Present each line of the entries below that holds the word "negative".

--- START ---

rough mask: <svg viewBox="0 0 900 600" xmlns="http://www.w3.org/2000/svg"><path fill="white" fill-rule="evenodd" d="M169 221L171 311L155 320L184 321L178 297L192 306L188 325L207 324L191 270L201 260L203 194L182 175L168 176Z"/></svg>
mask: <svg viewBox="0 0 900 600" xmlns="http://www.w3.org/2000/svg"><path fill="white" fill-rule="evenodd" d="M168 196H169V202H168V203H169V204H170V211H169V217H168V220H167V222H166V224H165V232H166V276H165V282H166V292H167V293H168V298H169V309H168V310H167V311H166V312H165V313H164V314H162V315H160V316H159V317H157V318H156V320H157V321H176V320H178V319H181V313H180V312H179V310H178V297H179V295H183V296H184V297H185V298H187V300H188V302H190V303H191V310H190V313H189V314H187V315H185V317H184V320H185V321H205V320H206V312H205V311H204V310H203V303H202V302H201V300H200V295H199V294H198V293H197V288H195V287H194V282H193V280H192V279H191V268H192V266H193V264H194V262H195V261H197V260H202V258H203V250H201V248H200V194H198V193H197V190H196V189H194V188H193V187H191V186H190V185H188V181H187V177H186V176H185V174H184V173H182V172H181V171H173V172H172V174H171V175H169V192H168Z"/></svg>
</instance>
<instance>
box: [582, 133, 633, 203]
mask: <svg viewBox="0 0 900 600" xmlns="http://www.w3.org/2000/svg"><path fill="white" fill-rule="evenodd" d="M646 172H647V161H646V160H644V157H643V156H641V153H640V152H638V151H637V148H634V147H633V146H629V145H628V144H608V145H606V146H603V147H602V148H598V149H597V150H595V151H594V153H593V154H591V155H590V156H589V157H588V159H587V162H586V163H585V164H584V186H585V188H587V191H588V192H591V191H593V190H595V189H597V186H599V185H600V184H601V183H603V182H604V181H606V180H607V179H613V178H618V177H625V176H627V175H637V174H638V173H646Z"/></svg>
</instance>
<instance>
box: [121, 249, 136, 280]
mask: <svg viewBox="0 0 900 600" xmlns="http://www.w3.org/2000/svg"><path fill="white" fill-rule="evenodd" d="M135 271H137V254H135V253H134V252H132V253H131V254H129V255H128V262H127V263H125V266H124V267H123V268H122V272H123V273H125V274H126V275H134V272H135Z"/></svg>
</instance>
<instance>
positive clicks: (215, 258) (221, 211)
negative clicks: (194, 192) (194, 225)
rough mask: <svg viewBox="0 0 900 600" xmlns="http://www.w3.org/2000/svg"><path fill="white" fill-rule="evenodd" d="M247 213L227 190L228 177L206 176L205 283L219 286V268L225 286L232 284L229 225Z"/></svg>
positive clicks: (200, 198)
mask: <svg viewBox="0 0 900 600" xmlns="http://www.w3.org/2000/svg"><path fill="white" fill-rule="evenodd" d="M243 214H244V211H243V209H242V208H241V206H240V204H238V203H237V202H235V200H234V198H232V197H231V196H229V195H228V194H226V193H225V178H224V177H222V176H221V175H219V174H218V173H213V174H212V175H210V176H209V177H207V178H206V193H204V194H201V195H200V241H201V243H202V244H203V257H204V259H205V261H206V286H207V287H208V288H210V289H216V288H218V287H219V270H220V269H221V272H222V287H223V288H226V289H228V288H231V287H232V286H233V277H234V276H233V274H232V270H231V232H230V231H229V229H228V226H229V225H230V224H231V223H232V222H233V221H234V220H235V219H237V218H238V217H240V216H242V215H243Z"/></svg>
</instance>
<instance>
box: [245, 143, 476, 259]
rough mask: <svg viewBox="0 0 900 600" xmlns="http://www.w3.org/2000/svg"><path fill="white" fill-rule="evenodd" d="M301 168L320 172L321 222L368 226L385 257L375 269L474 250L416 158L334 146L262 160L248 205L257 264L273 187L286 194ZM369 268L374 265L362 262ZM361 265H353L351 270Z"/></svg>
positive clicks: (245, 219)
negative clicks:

--- END ---

#### Output below
negative clicks: (194, 192) (194, 225)
negative clicks:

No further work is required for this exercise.